De minister zegt dat het in principe om tijdelijke banen gaat en voegt eraan toe dat de uitstroom uit die banen zeer gering is. Daar gaat het mij juist om en dat is ook de reden dat de wethouder van Leiden en ikzelf spreken van "gesubsidieerde uitbuiting". De gemeente heeft er belang bij om mensen met hun subsidie in deze banen te houden, want het betreft in hoofdzaak, zeker bij de overheid, banen die vroeger zijn weggesaneerd en waarvoor nu mensen op basis van de WIW zijn aangetrokken. Juist het feit dat de uitstroom uit deze banen zo gering is, zeker bij de overheid, pleit voor het toekennen van functieloon, bijvoorbeeld nadat iemand twee jaar in een dergelijke baan heeft gezeten.
Mijn vraag aan de minister is of hij hier nog eens naar wil kijken. De betaling van deze mensen blijkt 20 tot 30% achter te liggen ten opzichte van gelijke functies, vaak zelfs in dezelfde werkomgeving: dezelfde school, hetzelfde bedrijf e.d. Op die manier handelen wij in strijd met het beginsel uit het Europees sociaal handvest. Juist bij mensen die langer dan twee jaar in zo'n baan zitten en dus toch al de kans op uitstroom heel erg klein zien worden, mag het niet voorkomen dat ze ongelijk worden betaald voor gelijke arbeid. Ik krijg daar graag een reactie van de minister op.
Ten slotte heb ik een vraag aan de fractie van de PvdA. Ik neem aan dat ik die moet richten tot mevrouw Spoelman, want ik hoorde haar zaterdag over de Melkertbanen. Mijn vraag is of de PvdA, gelet op de vele miljarden die zij op dit moment aan het verdelen is, er voorstander van is dat functieloon in de WIW wordt ingevoerd, zodat de ongelijkheid in betaling wordt opgeheven.
Minister Vermeend:
Voorzitter! Er is gezegd dat ik het onderzoek ter discussie zou hebben gesteld. Ik heb echter alleen gezegd dat ik de status en de kwaliteit van het onderzoek niet ken. Verder heb ik uit de pers gehaald – ook de heer De Wit heeft het daaruit gehaald – dat men over de uitkomsten van het onderzoek ruziet. Méér heb ik niet gezegd. Ik ga ook geen onderzoek ter discussie stellen dat ik niet ken; dan moet ik het eerst zelf gelezen hebben.

▶ [Een reeks materiaal]:
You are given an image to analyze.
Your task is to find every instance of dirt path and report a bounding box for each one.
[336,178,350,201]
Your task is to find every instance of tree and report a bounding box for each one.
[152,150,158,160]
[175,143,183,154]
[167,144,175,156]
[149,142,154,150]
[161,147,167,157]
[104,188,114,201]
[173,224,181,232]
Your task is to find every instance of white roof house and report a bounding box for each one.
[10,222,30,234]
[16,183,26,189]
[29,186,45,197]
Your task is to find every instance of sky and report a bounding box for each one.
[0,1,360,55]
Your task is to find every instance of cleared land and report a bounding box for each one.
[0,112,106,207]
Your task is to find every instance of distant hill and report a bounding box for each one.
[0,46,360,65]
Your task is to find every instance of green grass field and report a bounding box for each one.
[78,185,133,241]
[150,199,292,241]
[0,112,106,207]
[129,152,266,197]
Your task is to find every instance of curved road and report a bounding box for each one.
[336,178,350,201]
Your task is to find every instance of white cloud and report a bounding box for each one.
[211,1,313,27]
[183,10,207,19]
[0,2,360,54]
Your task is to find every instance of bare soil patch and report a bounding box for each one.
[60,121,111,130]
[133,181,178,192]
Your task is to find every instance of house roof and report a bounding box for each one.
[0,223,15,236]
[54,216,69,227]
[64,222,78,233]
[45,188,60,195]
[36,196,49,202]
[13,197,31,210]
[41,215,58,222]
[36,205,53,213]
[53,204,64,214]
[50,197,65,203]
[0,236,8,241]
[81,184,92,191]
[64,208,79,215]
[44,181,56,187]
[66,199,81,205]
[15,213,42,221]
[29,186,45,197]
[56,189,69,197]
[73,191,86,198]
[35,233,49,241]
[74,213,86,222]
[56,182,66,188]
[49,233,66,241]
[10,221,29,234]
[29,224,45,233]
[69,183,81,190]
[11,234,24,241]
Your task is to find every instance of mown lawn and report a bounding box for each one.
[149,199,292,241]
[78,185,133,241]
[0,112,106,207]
---
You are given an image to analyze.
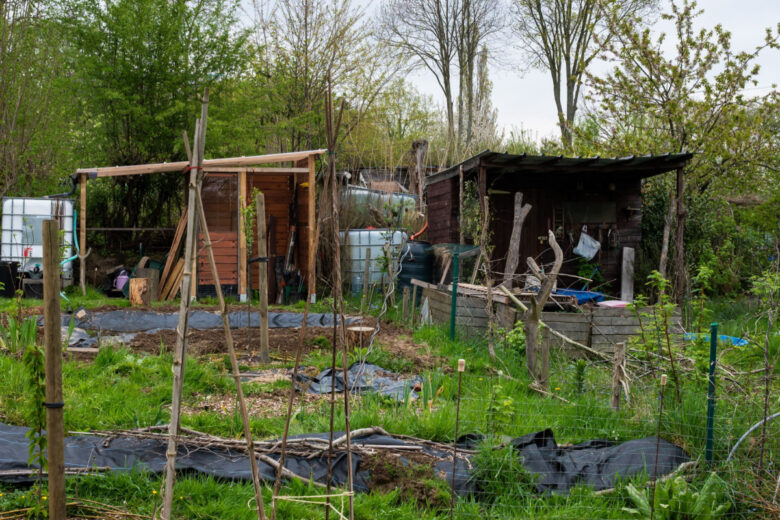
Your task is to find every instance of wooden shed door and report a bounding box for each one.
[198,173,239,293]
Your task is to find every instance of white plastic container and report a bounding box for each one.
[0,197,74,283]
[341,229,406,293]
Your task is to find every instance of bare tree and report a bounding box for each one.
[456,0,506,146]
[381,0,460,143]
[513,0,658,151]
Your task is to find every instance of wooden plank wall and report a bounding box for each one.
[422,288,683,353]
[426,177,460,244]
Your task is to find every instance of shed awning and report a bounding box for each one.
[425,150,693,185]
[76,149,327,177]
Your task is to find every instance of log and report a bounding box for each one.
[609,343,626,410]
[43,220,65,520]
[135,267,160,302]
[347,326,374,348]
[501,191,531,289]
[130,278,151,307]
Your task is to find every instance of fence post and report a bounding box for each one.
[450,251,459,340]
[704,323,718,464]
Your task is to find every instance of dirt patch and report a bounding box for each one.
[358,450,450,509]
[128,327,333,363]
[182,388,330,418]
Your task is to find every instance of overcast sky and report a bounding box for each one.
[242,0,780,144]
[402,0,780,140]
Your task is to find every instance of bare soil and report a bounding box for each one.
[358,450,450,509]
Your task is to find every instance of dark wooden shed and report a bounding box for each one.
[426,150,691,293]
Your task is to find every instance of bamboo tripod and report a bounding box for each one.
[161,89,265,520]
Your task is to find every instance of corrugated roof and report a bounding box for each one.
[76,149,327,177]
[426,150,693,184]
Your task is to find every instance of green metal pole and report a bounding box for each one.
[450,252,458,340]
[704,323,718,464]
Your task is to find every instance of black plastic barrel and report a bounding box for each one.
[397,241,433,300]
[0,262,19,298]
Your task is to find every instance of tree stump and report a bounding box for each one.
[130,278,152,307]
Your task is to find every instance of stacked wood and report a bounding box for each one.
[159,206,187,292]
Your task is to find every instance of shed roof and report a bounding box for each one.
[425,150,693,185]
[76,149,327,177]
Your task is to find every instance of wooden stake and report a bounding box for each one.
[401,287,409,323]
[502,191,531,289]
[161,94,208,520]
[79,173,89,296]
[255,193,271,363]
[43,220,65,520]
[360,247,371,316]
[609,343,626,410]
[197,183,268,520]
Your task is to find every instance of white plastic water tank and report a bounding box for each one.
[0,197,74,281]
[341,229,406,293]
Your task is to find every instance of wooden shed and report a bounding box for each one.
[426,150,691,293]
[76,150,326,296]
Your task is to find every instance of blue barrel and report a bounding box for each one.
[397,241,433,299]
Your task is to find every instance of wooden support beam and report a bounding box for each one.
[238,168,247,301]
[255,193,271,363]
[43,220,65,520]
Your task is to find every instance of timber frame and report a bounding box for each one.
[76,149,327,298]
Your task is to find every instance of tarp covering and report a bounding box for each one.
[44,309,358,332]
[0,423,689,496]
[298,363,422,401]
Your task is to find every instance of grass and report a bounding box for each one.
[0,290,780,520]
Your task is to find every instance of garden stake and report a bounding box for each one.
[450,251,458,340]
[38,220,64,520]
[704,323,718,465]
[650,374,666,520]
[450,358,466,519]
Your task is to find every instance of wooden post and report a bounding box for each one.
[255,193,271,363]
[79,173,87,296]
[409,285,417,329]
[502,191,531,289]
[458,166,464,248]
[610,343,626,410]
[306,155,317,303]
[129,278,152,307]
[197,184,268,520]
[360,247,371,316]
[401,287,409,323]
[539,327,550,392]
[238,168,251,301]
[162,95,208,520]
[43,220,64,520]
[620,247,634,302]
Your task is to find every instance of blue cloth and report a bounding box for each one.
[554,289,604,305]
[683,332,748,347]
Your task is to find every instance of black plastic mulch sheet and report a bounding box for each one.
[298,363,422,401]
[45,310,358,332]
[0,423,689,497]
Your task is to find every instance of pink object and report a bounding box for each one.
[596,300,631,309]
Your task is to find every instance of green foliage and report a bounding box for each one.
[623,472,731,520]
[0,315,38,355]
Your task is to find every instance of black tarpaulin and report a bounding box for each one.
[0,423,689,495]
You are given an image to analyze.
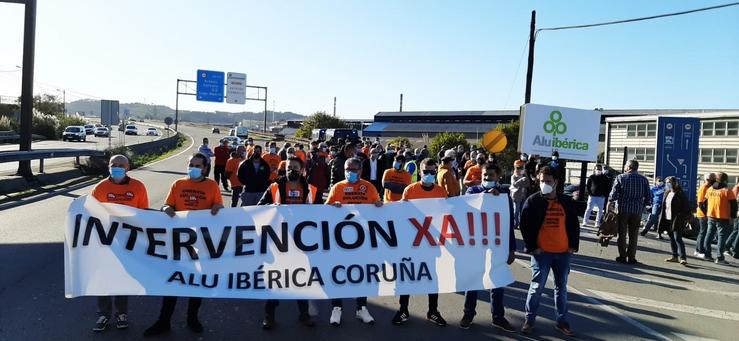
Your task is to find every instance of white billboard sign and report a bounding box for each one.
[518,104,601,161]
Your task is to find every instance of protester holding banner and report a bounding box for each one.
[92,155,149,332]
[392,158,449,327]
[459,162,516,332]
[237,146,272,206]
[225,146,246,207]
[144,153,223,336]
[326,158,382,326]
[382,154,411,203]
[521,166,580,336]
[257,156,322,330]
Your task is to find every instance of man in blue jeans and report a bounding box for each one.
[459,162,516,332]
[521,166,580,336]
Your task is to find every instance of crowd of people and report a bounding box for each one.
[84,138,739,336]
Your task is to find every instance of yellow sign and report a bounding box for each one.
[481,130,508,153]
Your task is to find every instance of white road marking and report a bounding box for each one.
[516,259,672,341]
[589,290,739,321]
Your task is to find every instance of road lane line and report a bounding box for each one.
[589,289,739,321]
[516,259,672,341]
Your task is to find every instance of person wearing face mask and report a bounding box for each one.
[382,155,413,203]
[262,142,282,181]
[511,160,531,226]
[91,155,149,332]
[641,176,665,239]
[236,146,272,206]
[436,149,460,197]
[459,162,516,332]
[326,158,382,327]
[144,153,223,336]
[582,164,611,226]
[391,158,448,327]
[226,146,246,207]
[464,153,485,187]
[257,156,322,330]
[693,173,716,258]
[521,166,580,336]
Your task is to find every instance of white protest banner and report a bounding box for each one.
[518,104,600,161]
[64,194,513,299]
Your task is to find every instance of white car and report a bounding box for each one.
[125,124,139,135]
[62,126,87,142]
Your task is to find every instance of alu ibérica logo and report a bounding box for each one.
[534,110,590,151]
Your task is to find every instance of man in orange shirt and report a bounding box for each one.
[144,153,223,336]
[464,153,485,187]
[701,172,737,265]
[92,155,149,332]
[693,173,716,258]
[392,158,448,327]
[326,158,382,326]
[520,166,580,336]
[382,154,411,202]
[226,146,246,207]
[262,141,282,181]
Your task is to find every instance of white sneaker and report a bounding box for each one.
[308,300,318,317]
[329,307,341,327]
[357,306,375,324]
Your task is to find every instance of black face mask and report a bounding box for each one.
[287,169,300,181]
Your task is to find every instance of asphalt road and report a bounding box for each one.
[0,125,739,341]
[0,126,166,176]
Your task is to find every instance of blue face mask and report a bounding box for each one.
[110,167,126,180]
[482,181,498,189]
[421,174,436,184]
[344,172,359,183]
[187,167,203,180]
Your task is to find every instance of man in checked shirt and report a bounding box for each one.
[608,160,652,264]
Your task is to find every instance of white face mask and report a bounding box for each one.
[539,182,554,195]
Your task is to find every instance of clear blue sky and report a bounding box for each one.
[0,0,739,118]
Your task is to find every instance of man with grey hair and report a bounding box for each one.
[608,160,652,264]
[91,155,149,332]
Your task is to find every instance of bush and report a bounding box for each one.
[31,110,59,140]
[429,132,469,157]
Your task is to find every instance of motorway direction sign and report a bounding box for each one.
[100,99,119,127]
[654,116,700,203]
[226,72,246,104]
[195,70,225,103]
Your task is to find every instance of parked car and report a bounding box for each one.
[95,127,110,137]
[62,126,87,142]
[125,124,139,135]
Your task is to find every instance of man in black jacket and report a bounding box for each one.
---
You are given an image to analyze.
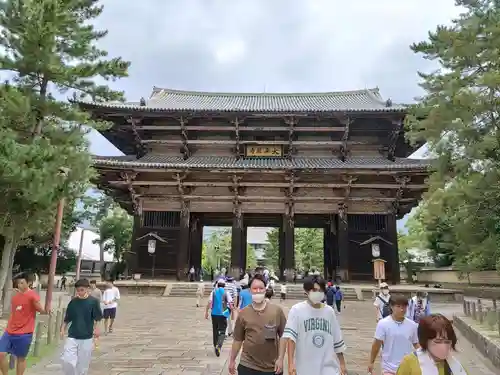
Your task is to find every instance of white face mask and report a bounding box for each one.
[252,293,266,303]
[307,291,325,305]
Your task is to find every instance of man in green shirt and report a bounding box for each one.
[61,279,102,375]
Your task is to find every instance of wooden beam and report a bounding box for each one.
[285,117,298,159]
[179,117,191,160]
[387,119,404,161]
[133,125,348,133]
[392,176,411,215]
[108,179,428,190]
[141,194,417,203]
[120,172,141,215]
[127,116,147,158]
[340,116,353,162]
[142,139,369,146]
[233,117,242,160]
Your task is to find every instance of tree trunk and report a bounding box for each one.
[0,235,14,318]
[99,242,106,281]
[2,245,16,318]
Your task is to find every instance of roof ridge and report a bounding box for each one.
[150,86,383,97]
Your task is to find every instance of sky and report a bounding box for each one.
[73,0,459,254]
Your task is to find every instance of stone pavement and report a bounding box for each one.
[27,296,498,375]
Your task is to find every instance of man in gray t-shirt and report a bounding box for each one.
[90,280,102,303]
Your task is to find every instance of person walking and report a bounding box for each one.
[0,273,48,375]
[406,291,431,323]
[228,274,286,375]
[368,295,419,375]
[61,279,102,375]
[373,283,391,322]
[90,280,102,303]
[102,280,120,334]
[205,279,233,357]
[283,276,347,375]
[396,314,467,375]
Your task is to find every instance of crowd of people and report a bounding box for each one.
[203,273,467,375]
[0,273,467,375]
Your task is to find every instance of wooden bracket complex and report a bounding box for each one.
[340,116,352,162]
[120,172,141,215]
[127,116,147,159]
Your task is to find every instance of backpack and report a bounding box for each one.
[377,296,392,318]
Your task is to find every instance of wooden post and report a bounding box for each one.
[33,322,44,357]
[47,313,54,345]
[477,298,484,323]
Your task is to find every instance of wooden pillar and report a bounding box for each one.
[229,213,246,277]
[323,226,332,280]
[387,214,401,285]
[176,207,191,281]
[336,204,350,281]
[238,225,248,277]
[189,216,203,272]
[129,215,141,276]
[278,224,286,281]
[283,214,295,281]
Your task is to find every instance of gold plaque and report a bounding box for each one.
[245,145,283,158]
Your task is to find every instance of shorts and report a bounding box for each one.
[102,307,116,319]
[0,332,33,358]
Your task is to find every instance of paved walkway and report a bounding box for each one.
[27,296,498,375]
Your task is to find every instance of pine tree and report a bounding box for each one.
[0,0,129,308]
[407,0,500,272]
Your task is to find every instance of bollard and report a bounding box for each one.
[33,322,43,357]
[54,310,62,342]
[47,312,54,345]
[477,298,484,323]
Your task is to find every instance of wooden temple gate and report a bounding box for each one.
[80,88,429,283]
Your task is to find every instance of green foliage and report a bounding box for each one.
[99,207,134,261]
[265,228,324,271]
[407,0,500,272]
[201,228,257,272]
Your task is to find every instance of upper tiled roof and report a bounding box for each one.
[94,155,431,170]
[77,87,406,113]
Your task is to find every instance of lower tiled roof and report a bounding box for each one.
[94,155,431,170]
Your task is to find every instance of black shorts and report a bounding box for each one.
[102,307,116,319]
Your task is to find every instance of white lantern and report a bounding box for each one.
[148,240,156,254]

▶ [OPDRACHT]:
Schrijf alstublieft het vervolg van het debatfragment over de beloning in WIW-banen, aansluitend op de laatste zin.

▶ [ANTWOORD]:
De heer De Wit heeft opnieuw de vraag over invoering van het functieloon in de WIW aan de orde gesteld. In feite komt dat erop neer dat de 120% moet worden losgelaten. Voor mij is dat niet aan de orde. De WIW is daar ook niet voor bedoeld. Als mensen een bepaalde functie aankunnen, is het juist de bedoeling dat zij doorstromen. Daar zit het probleem. De heer De Wit geeft ook zelf aan dat het om de doorstroomproblematiek gaat. Ik ben bereid om die problematiek aan de orde te stellen bij de VNG en bij de bonden en zal rapporteren over de uitkomst daarvan. Ik ben niet voornemens om op dit moment toe te zeggen dat het functieloon in de WIW wordt geïntroduceerd. Het zou trouwens averechts werken, want het betekent in feite dat de gesubsidieerde arbeid op een hoger niveau wordt geplaatst, wat er uiteindelijk toe leidt dat mensen minder gemakkelijk doorstromen naar niet-gesubsidieerde banen.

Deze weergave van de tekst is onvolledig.